[Stored data]
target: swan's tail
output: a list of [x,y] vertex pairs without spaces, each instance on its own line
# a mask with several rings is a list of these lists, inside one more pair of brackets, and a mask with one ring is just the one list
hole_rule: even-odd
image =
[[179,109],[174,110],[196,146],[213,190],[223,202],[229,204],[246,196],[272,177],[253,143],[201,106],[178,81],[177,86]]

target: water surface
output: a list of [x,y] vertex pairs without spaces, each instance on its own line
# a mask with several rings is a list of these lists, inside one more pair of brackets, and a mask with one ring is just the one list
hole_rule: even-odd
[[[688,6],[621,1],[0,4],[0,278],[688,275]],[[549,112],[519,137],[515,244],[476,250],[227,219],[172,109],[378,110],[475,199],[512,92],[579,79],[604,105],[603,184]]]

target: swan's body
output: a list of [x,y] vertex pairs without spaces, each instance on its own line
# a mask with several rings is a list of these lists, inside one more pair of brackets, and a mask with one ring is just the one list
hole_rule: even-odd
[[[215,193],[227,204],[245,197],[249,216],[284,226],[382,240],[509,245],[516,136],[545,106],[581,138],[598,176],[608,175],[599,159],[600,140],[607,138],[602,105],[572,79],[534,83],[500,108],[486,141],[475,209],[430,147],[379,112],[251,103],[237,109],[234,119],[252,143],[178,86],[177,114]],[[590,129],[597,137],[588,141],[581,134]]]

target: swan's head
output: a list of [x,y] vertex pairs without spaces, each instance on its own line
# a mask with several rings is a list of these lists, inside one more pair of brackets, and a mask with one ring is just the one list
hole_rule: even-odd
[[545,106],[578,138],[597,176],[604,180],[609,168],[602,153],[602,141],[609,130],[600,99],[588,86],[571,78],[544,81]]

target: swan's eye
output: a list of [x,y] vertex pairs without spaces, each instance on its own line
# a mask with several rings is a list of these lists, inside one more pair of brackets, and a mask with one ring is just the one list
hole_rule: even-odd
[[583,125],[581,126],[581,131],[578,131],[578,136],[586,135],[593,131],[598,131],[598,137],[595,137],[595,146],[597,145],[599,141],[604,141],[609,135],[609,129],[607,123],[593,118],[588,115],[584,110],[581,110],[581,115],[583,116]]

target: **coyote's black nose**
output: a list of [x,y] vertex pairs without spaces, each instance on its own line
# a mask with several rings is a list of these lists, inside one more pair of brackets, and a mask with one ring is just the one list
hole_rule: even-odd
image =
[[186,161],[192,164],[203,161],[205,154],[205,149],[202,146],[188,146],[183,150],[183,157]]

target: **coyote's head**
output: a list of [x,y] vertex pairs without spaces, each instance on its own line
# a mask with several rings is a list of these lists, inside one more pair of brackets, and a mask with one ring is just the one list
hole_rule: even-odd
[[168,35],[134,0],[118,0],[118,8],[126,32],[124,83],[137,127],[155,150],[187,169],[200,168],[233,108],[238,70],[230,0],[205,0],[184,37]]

• [Task requirements]: Reproduce all of the data above verbatim, leaving every line unchanged.

• [Output of the exercise]:
target: swan's tail
output: a list of [x,y] vertex pairs without spaces, each instance on its own line
# a mask with several rings is a list of these lists, inside one more pair of brackets, and a mask with one ring is just the one list
hole_rule: even-odd
image =
[[179,109],[174,110],[196,146],[213,190],[223,202],[229,204],[246,196],[272,177],[253,143],[201,106],[178,81],[177,86]]

target: water surface
output: a list of [x,y] vertex pairs without spaces, each instance on its own line
# a mask with several rings is a list of these lists, inside one more pair of brackets, and a mask with one ring is just the one list
hole_rule: even-odd
[[[688,6],[621,1],[0,4],[0,278],[688,275]],[[549,112],[519,137],[515,244],[476,250],[227,219],[172,109],[378,110],[475,199],[512,92],[579,79],[604,105],[603,184]]]

target: swan's body
output: a list of [x,y] vertex pairs without spaces, each instance on its own line
# a mask with several rings is a list of these lists, inside one more pair of brackets, and a mask with one ring is just the one list
hole_rule: even-odd
[[[215,193],[227,204],[245,197],[249,216],[284,226],[382,240],[509,245],[516,136],[545,106],[581,138],[598,176],[608,175],[599,159],[600,140],[607,138],[602,105],[572,79],[534,83],[500,108],[486,141],[475,209],[430,147],[379,112],[251,103],[237,109],[234,119],[252,143],[178,86],[177,114]],[[590,129],[597,137],[588,141],[581,134]]]

target: swan's head
output: a list of [x,y] vertex pairs without spaces, each instance on its own line
# a mask with several rings is a list of these lists, inside one more pair of brackets, and a mask with one ring is just the one list
hole_rule: even-odd
[[545,106],[578,138],[597,176],[604,180],[609,168],[602,153],[602,141],[609,130],[600,99],[588,86],[571,78],[544,81]]

target: swan's eye
output: a list of [x,y] vertex pairs without spaces, each instance on its own line
# a mask with several rings is a list of these lists, inside one more pair of brackets, and a mask with one ring is just the one list
hole_rule: even-odd
[[583,125],[581,126],[581,131],[578,131],[578,136],[586,135],[593,131],[598,131],[598,137],[595,137],[595,146],[597,145],[599,141],[604,141],[609,135],[609,129],[607,123],[593,118],[588,115],[584,110],[581,110],[581,115],[583,116]]

target: **coyote's black nose**
output: a list of [x,y] vertex pairs without spaces, each instance on its own line
# a mask with several rings is a list of these lists, inside one more pair of brackets, and a mask with one ring is just the one list
hole_rule: even-odd
image =
[[186,161],[192,164],[203,161],[205,154],[205,149],[202,146],[188,146],[183,150],[183,157]]

target: **coyote's head**
output: a list of [x,y] vertex pairs without spaces, each instance on its own line
# a mask with several rings is a list of these lists, inside one more pair of brackets, and a mask with one ring is just the one list
hole_rule: even-odd
[[168,35],[134,0],[118,0],[118,8],[126,32],[124,83],[137,127],[155,150],[187,169],[200,168],[233,108],[238,70],[230,0],[205,0],[184,37]]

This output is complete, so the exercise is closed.